- [About this task] Nothing but the lines from the one containing "Coordinates go as" through the last line of the records below should be written out, each exactly as it stands.
────
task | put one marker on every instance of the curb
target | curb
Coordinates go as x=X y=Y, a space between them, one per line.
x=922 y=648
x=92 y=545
────
- [Response area]
Coordinates go as x=X y=Y, a space between them, one per line.
x=922 y=648
x=92 y=545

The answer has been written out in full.